TASK DETAILS:
Starting at the line that holds "Given the photograph below.", copy every line exactly through the end of the data, and no others.

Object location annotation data
────────────────

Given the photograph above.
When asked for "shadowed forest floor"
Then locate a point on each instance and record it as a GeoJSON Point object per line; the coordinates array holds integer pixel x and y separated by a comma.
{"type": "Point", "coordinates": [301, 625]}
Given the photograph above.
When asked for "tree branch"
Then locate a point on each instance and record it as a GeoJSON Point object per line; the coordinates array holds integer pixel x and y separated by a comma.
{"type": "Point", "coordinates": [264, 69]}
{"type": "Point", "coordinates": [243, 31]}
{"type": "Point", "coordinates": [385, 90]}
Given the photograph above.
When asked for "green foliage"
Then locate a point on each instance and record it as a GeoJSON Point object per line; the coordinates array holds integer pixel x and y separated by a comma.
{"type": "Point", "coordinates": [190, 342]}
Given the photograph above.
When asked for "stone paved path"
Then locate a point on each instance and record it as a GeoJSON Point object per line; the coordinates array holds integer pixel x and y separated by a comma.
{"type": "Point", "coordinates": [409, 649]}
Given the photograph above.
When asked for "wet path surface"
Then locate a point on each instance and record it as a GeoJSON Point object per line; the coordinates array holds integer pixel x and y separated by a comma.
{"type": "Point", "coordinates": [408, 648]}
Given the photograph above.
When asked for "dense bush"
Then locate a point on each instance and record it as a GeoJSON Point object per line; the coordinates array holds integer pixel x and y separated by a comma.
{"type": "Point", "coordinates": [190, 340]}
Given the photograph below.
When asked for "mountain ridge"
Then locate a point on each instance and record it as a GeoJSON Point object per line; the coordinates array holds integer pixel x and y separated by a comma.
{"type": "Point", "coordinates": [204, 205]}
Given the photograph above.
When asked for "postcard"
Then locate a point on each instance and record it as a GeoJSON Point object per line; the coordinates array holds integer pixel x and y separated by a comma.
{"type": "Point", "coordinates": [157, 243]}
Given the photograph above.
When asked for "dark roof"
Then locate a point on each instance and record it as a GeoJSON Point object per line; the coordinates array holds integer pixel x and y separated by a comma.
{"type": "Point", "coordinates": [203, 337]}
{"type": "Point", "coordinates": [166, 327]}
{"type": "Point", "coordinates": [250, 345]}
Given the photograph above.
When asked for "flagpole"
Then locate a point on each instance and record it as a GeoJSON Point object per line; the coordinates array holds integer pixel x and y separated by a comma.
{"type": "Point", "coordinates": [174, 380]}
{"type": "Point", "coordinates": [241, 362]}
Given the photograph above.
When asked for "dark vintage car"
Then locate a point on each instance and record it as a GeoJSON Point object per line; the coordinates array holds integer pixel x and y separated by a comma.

────────────────

ANSWER:
Given the photograph below.
When asked for "mountain ridge"
Then locate a point on each instance and record it as a GeoJSON Point object per line; the coordinates array holds integer pixel x and y separated by a comma.
{"type": "Point", "coordinates": [204, 205]}
Given the photograph above.
When asked for "postcard"
Then locate a point on each instance and record it as a GeoJSON Point object per line; the coordinates array holds integer pixel x and y separated by a comma.
{"type": "Point", "coordinates": [157, 243]}
Given the photograph above.
When asked for "dark roof"
Then locate a point on each instance and record it as a GeoJSON Point object per line; the coordinates array holds integer pixel x and y separated by a comma.
{"type": "Point", "coordinates": [203, 337]}
{"type": "Point", "coordinates": [166, 327]}
{"type": "Point", "coordinates": [250, 345]}
Given the photograph above.
When asked for "flagpole"
Then locate a point on each instance and record it as a GeoJSON Point object per line; the coordinates array holds integer pixel x and y separated by a comma.
{"type": "Point", "coordinates": [174, 380]}
{"type": "Point", "coordinates": [241, 362]}
Given the photograph above.
When asked for "dark vintage car"
Then locate a point on each instance and record it as a GeoJSON Point object per line; the coordinates array holds integer pixel x and y separated by a comma.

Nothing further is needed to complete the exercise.